* [Description of the task] Give the items from the line containing "[pin] yellow inflatable slide" through the line containing "[pin] inflatable handle -- one per line" as a numbered list, with blank lines left out.

── Data listing

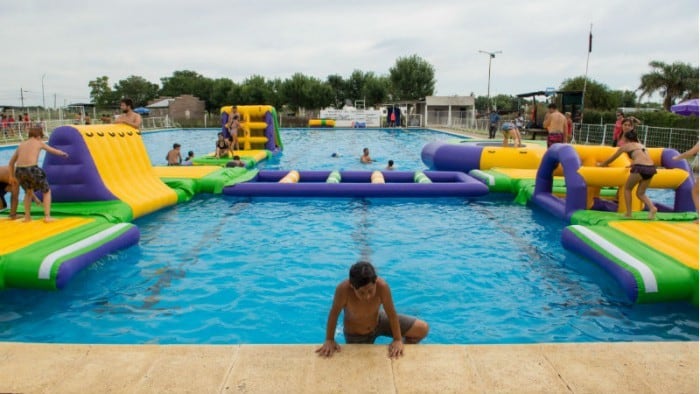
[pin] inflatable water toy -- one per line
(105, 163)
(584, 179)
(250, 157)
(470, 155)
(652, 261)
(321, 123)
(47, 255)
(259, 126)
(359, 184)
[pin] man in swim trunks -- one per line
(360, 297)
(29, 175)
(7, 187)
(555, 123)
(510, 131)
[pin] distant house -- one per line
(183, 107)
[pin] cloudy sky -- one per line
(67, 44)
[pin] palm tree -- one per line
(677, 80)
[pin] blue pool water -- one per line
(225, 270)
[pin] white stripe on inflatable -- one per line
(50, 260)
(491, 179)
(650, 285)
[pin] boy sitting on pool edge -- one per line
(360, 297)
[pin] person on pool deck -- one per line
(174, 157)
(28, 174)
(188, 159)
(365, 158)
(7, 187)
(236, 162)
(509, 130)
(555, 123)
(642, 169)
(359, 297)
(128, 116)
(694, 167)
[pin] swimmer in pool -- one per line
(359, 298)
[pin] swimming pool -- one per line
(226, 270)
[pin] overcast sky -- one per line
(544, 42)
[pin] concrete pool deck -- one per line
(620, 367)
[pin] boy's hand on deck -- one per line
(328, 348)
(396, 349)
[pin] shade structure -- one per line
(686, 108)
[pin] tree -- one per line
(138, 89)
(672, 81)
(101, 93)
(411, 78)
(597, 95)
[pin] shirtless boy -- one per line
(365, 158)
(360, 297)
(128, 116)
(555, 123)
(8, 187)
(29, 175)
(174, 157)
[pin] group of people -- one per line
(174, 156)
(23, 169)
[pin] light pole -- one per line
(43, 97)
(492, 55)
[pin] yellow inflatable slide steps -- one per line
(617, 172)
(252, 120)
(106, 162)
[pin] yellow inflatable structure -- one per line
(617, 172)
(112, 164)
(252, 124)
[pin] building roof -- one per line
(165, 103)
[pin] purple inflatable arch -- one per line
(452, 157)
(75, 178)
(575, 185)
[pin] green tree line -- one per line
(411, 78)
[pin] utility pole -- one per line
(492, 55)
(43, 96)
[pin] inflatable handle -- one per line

────
── Data listing

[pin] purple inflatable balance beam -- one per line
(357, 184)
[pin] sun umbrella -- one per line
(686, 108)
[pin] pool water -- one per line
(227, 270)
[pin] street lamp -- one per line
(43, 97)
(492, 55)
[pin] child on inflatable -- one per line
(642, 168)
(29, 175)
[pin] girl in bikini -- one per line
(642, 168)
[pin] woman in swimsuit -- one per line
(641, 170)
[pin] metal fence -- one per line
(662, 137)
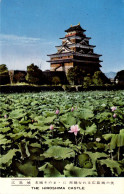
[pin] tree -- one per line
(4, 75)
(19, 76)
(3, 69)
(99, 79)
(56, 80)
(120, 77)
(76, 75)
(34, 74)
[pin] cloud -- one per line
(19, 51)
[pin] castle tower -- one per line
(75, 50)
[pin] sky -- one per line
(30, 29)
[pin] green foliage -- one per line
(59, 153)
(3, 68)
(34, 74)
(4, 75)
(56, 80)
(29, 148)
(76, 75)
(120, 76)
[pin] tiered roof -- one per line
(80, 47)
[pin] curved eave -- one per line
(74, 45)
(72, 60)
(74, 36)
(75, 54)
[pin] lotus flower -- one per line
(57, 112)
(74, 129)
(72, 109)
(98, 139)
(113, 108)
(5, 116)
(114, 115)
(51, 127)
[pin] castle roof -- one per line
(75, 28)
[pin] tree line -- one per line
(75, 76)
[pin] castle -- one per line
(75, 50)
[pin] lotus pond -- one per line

────
── Data listing

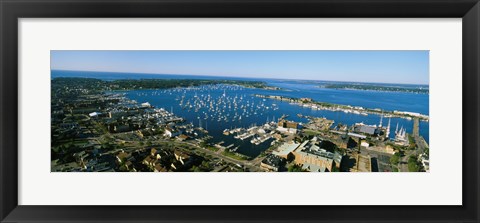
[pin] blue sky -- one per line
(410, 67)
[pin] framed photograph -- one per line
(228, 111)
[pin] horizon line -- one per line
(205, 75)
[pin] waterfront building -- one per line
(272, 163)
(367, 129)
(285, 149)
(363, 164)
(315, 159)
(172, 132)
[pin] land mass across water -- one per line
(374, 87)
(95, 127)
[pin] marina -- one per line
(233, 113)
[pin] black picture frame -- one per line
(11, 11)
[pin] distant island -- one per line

────

* [Full solution]
1. [pin] yellow inflatable slide steps -- one per line
2. (617, 172)
3. (252, 120)
4. (106, 162)
5. [pin] yellow inflatable structure -- one per line
6. (617, 172)
7. (112, 164)
8. (252, 124)
9. [pin] building roof -- one per line
10. (165, 103)
11. [pin] purple inflatable arch -- one per line
12. (452, 157)
13. (75, 178)
14. (575, 185)
15. [pin] green tree line -- one per line
16. (411, 78)
17. [pin] utility pole -- one per line
18. (492, 55)
19. (43, 96)
20. [pin] inflatable handle -- one per line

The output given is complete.